[Stored items]
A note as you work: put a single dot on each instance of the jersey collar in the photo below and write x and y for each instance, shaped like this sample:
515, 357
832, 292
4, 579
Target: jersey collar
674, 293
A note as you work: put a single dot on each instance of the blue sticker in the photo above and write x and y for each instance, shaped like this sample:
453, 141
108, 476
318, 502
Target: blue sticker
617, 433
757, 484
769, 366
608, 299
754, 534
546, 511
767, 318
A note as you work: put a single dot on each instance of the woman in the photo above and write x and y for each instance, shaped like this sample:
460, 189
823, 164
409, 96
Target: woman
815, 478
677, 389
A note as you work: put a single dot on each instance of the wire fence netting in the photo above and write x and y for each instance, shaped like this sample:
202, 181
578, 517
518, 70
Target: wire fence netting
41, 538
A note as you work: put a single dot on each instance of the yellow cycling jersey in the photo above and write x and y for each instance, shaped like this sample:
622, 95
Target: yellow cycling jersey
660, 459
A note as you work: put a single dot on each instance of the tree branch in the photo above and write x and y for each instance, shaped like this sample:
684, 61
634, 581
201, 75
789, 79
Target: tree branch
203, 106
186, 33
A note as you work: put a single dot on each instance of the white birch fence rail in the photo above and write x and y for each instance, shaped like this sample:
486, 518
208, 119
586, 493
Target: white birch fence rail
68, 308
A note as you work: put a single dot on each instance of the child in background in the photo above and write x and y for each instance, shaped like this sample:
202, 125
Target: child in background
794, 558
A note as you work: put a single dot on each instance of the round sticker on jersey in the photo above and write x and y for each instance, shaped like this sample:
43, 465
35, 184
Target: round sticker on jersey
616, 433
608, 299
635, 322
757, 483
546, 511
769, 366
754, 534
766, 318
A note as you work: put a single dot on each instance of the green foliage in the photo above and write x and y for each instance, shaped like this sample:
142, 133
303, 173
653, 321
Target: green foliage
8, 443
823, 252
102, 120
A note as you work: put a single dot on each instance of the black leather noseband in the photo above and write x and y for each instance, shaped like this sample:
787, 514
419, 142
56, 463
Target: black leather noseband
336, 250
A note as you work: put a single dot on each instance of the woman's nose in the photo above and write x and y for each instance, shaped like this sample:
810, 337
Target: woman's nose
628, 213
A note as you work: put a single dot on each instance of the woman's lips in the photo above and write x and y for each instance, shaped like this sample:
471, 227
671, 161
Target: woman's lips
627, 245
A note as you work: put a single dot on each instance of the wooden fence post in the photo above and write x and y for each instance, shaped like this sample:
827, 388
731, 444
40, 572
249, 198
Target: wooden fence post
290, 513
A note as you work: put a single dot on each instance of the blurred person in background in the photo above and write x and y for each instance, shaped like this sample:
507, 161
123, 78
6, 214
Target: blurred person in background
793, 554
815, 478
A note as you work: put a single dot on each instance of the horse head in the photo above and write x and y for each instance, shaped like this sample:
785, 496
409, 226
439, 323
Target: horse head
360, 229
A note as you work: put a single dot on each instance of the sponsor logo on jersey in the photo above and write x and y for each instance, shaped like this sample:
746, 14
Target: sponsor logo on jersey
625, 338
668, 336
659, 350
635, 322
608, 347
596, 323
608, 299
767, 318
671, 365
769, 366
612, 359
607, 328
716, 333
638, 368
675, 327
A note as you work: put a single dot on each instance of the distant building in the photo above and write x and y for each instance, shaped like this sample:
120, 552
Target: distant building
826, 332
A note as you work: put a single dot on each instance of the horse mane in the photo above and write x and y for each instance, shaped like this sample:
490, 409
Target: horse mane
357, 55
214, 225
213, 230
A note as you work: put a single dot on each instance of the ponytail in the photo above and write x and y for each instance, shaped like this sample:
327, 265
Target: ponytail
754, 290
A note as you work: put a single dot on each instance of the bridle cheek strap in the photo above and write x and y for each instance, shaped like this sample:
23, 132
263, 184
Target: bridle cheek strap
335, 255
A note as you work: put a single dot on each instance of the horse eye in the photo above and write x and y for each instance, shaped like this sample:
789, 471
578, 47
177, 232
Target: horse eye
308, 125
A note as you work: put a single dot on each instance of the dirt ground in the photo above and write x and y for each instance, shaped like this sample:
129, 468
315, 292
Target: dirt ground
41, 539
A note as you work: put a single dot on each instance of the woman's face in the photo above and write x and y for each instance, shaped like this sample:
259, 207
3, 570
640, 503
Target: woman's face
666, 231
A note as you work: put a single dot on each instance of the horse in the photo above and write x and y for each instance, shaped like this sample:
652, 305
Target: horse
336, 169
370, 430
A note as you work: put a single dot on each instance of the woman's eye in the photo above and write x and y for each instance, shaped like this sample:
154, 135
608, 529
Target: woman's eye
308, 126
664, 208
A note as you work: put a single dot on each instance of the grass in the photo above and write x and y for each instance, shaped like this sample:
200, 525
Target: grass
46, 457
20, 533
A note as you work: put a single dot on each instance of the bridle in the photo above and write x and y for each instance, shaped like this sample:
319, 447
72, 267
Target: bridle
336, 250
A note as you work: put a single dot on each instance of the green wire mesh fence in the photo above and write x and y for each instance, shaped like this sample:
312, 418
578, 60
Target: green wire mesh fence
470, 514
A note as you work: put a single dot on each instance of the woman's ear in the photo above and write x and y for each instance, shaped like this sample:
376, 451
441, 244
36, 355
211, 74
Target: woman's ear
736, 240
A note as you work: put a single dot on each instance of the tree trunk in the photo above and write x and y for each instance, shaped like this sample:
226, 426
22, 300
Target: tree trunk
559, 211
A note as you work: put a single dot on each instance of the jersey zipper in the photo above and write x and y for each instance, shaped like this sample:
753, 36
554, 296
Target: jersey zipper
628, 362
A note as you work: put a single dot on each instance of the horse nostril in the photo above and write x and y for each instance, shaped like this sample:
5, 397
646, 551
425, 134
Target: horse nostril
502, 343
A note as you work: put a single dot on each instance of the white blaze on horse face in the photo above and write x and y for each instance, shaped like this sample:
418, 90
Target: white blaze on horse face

> **YOUR INSTRUCTIONS**: Please set down all of the records exactly.

> **ANSWER FOR THE TASK**:
A note as you work: put a single dot on each instance of the jersey collar in the photo below and write x and y for each instance, shaped like this sample:
515, 357
832, 292
4, 579
Target: jersey collar
674, 293
A note as you work: put a single dot on each instance of the blue sticker in the photo above and write x and y for each instance, shaped like this sample:
453, 141
108, 476
318, 502
Target: blue sticker
617, 433
757, 484
769, 366
608, 299
754, 534
546, 511
767, 318
A note as you work: put a single dot on each instance of the woman in the photo above and write x and y for each instance, shaped like this sample:
460, 189
823, 164
409, 96
Target: woman
815, 478
677, 389
A note as you work: put a single dot on each instance of the wire fence netting in the photo above and write x and y for each instance, shaped like this sample:
202, 181
578, 517
518, 70
Target: wire fence netting
41, 538
A note as you work: put a single dot on each instance of the yellow cycling jersey in the photo above and write x and y for each instance, shaped like this sample:
622, 95
Target: yellow cycling jersey
660, 459
A note as you work: put a single dot on each instance of the tree branch in the photo above and write x and y for each instance, shaped like this sample:
684, 61
634, 581
201, 75
789, 79
Target: tree branch
203, 106
186, 33
A note as you work: put a single dot on each instance of the white birch fence rail in the photo above and write x and y for each instance, shaped like this sample:
486, 518
208, 119
586, 493
Target: white birch fence rail
68, 308
A note as you work: put a single dot on each instance of the child in background in the photo above and write x and y for each instance, shaped like this sample:
202, 125
Target: child in background
794, 558
A note as you work: put a single dot on each instance of the round sticker on jersey in the photo above and write x and y for each instance, shaped like this sample:
43, 465
35, 184
Target: round sticker on jersey
616, 433
608, 299
635, 322
757, 483
546, 511
769, 366
754, 534
766, 318
A note as you work: put a single dot on each instance of the green foliage in the photo above and write x and y for each instance, shaped like this sample:
142, 133
303, 173
653, 321
Target: green foliage
8, 443
823, 252
102, 120
A note as you work: put a single dot on each instance of the black leather noseband in the photo above and write x and y for each instance, shaped like this sample:
787, 514
419, 142
56, 463
Target: black leather noseband
336, 250
A note as you work: put a single dot on each instance of the woman's nose in the photo above and write x and y for each instance, shaped like this sample:
810, 337
Target: woman's nose
628, 213
A note as you work: put a single dot on each instance of the woman's lips in the photo above and write x and y for each instance, shaped like this sample:
471, 227
671, 161
Target: woman's lips
627, 245
A note as you work: put a single dot on each instance of the wooden fence post in the photo above and write x and y for each instance, shaped like this sample:
827, 388
731, 444
40, 572
249, 198
Target: wooden fence post
290, 513
A note as you work: put a single dot on each instance of the blurred person in background in the photo above and write x and y for each instance, shaped like this sample:
507, 161
123, 78
6, 214
Target: blurred person in background
793, 554
815, 478
A note as you work: put a single dot on each instance of the horse head in the photo above and write x and y for each instance, shaped like this sample:
785, 496
409, 226
439, 323
Target: horse head
360, 229
A note as you work: put a single dot on each instance of the sponsor logo on jersey in the photo above and write x and y for each instance, shaped like this sample:
746, 14
Target: sponsor logo on jersey
625, 338
668, 336
659, 350
635, 322
608, 347
596, 323
608, 299
767, 318
671, 365
769, 366
612, 359
607, 328
716, 333
638, 368
675, 327
A note as you work: put a single dot on each instance of the distant building in the photo above and write x and y for each instance, shaped like this sample:
120, 552
Target: distant building
826, 332
A note as you work: put a single dot on each instance of the horse mane in the photo above and write x and y for each instance, shaped like this sample:
490, 409
Target: horse mane
357, 55
214, 225
213, 230
A note as you work: put a single dot on each instance of the ponytail in the photo above and write x and y for each instance, shaped like this sample:
327, 265
Target: ponytail
754, 290
A note as you work: put a single dot on each instance of the bridle cheek strap in the photo above and write x and y for each instance, shaped like this sample:
23, 132
263, 184
Target: bridle cheek strap
335, 255
A note as you work: put a single dot on each instance of the horse eye in the photo above and write x and y for each instance, shaped like this sample:
789, 471
578, 47
177, 232
Target: horse eye
308, 125
A note as you work: put a single dot on each instance of the dirt ground in the photo above and write x and y for each instance, shaped like this sample:
129, 468
315, 292
Target: dirt ground
41, 539
A note as you work: put a single dot on each instance of the woman's face in the photo above and write x and y for each instance, shaped like this sample:
259, 207
3, 570
640, 503
Target: woman's face
666, 231
A note as you work: put a single dot on each instance of the horse in the photo above and write x and y for each instance, shaped like this sample:
652, 305
Target: horse
336, 169
370, 430
A note as you work: put a single dot on each instance of the woman's eye in the photo above and write x and y for each instance, shaped like this sample:
154, 135
608, 529
Target: woman's eye
308, 126
664, 208
A note as you work: put a single dot on each instance of the grass in the photo above and write x and y for each instance, shaped like this sample:
200, 525
Target: grass
46, 457
20, 533
A note as you work: put a single dot on each instance of the bridle in the photo above and write x and y for each instance, shaped like this sample:
319, 447
72, 267
Target: bridle
336, 250
A note as you work: put a single dot on each instance of the green wire mesh fence in the photo above and write x and y for each instance, shaped like this sample:
312, 418
578, 60
Target: green wire mesh fence
470, 514
A note as you work: put a single dot on each instance of the woman's ear in the photo above and write x and y for each instance, shaped like this sample:
376, 451
441, 244
36, 355
211, 74
Target: woman's ear
736, 240
A note as you work: put a single dot on each instance of the tree trunk in the photo above and write x and y for each instance, shaped like this sample:
226, 426
22, 300
Target: tree trunk
559, 211
A note as you work: put a single dot on each instance of the jersey zipper in the photo above and write x and y for each instance, shaped like this sample:
753, 36
554, 296
Target: jersey zipper
628, 362
A note as you work: put a single dot on each instance of the horse nostril in the photo above and write x and y for each instance, shaped like this sample:
5, 397
646, 551
425, 134
Target: horse nostril
502, 343
A note as you work: put a single dot on each instance of the white blaze on horse face in the photo above and write x and y for each instance, shaped like this sample:
418, 90
Target: white blaze on horse face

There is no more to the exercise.